___ Listing ___
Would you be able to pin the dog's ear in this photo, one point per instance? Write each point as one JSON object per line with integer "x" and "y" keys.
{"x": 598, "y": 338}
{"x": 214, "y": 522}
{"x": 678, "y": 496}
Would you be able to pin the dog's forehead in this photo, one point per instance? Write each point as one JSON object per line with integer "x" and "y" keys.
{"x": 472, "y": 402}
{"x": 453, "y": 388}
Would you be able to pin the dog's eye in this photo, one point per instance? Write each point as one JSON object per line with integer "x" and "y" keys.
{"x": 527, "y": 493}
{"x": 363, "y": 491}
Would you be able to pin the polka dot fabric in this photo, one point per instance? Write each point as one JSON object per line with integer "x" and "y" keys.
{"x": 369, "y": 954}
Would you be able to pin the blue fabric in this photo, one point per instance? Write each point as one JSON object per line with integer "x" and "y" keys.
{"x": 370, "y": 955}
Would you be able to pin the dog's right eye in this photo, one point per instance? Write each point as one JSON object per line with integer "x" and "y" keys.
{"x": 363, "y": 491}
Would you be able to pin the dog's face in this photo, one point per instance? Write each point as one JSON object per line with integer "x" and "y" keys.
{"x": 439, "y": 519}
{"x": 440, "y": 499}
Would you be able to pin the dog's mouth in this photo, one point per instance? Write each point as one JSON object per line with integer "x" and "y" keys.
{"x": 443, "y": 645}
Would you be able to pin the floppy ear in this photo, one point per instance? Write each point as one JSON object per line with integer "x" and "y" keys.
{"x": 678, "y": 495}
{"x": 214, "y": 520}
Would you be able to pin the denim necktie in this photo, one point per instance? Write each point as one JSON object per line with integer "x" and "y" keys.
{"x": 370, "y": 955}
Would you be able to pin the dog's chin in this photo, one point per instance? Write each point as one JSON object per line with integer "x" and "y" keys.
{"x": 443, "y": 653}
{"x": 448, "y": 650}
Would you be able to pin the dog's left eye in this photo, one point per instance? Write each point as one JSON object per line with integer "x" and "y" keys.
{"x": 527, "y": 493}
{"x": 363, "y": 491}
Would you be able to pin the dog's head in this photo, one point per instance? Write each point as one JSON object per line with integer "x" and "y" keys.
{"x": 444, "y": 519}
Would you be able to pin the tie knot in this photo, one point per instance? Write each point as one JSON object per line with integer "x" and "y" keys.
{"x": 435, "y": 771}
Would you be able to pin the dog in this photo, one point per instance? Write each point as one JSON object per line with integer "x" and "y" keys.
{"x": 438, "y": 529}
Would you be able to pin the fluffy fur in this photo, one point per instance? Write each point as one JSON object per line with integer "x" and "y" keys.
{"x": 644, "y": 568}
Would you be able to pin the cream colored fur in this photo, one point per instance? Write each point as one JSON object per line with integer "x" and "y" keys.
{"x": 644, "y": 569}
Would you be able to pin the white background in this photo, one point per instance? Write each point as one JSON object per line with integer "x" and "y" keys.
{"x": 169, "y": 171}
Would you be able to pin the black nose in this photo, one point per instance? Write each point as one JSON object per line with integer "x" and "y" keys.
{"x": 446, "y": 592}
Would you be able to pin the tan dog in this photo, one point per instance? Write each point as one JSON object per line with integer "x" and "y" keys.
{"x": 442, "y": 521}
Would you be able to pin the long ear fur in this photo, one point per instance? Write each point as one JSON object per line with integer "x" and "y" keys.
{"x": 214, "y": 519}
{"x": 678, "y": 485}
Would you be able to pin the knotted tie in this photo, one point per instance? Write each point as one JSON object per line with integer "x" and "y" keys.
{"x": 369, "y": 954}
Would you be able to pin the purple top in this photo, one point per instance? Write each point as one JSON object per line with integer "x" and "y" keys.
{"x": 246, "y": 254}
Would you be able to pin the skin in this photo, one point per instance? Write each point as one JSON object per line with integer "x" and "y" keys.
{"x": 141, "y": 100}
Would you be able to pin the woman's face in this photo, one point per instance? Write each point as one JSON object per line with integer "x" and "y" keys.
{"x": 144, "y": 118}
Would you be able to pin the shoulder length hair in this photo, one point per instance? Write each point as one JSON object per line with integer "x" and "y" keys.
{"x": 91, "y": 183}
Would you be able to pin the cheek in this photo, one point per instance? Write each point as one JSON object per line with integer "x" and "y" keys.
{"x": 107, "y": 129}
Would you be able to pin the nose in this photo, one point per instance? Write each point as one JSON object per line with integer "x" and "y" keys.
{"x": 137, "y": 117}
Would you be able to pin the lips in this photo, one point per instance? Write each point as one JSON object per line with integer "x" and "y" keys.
___
_Task goal_
Please reproduce all of the material above word for word, from the first line to the last.

_Task solution_
Would you be able to pin the dog's ear in this photo, one point per instance? Write each point as one JSON object per line with integer "x" and "y" keys.
{"x": 598, "y": 338}
{"x": 214, "y": 522}
{"x": 678, "y": 496}
Would you be able to pin the dog's forehead in this photo, one point per instance? Write each point as one JSON object per line with integer "x" and "y" keys.
{"x": 472, "y": 402}
{"x": 453, "y": 388}
Would you be able to pin the dog's eye in this photo, one point per instance? Write each point as one JSON object per line with integer "x" and "y" keys.
{"x": 527, "y": 493}
{"x": 363, "y": 491}
Would you be able to pin the polka dot fabric in this photo, one point per instance? Write each point as one JSON object per line with integer "x" and "y" keys.
{"x": 369, "y": 954}
Would you be able to pin the blue fabric in this photo, one point per instance? Write each point as one JSON object per line with integer "x" and "y" keys.
{"x": 370, "y": 955}
Would you be able to pin the dog's right eye in this photo, one point per instance? Write each point as one JSON object per line with integer "x" and "y" keys.
{"x": 363, "y": 491}
Would you be able to pin the dog's face in this photo, one point per instance? Write each point as one JSON object per line with integer "x" and "y" keys.
{"x": 439, "y": 519}
{"x": 440, "y": 499}
Would you be able to pin the dog's mouth in this photo, one point per instance? Write each point as one JSON object per line with integer "x" and "y" keys.
{"x": 443, "y": 645}
Would you be able to pin the floppy ear in this photo, one point per instance? Write each point as one JSON object per line with integer "x" and "y" keys.
{"x": 678, "y": 495}
{"x": 214, "y": 520}
Would you be able to pin the denim necktie in this photo, one point per instance? Write each point as one JSON object per line with integer "x" and "y" keys.
{"x": 370, "y": 955}
Would you be able to pin the dog's chin in this photo, one point per instance? Write each point as one JSON object per line with integer "x" and "y" keys.
{"x": 443, "y": 653}
{"x": 448, "y": 650}
Would you be able to pin the dog's left eye in this photo, one point per instance? Write each point as one JSON object per line with integer "x" and "y" keys.
{"x": 527, "y": 493}
{"x": 363, "y": 491}
Would you be able to pin the dog's head in this photo, one point per instance? Write each point as one JSON object per line with integer "x" and "y" keys.
{"x": 444, "y": 519}
Would you be able to pin the tie knot in this photo, one point per instance? Write each point as one JSON object per line with integer "x" and "y" keys.
{"x": 435, "y": 771}
Would you be able to pin the dog in this photo, one point per instance? Write each point as one JSON object per line with integer "x" and "y" keys.
{"x": 438, "y": 529}
Would you be able to pin the fluffy fur in this photo, one point per instance? Write each point as one JSON object per line with integer "x" and "y" keys.
{"x": 644, "y": 568}
Would you be able to pin the cream colored fur in this photo, one point per instance? Write each point as one JSON object per line with integer "x" and "y" keys.
{"x": 644, "y": 569}
Would you be able to pin the white background in this photo, one point per instance? Write each point as one JSON object per line with integer "x" and "y" keys.
{"x": 169, "y": 171}
Would you be able to pin the black nose in this photo, one point per instance? Write each point as one JSON object per line with integer "x" and "y" keys.
{"x": 446, "y": 592}
Would you be able to pin the tan dog in this photo, one point per instance? Write each point as one JSON object per line with integer "x" and "y" keys.
{"x": 442, "y": 521}
Would you be able to pin the long ear fur in this photo, one point per instance? Write each point as one JSON object per line with integer "x" and "y" keys.
{"x": 214, "y": 519}
{"x": 678, "y": 485}
Would you be able to pin the knotted tie in this photo, one point per instance? Write each point as one JSON object per line with integer "x" and "y" keys.
{"x": 369, "y": 954}
Would you be able to pin the purple top in this photo, one point per instance? Write each point as one JSON object per line with integer "x" and "y" keys.
{"x": 246, "y": 254}
Would you be able to pin the skin in this photo, one point per instance? Write each point as one JSON object per line with integer "x" and "y" keys.
{"x": 141, "y": 100}
Would you be able to pin the woman's face in this photo, one point per instance? Write each point as one JSON object per line with integer "x" and "y" keys.
{"x": 144, "y": 118}
Would you be able to pin the shoulder length hair in this photo, one point per instance? Write each point as one JSON object per line with integer "x" and "y" keys.
{"x": 91, "y": 183}
Would you be able to pin the cheek in this photo, one point per instance? Write each point as one JSON object per line with integer "x" and "y" keys.
{"x": 107, "y": 129}
Would you be able to pin the nose in this photo, one point per instance? Write each point as one JSON object per line with integer "x" and "y" keys.
{"x": 137, "y": 117}
Would you be able to pin the lips in this photo, one point per instance? Write each point as one JSON object per line with integer "x" and "y" keys.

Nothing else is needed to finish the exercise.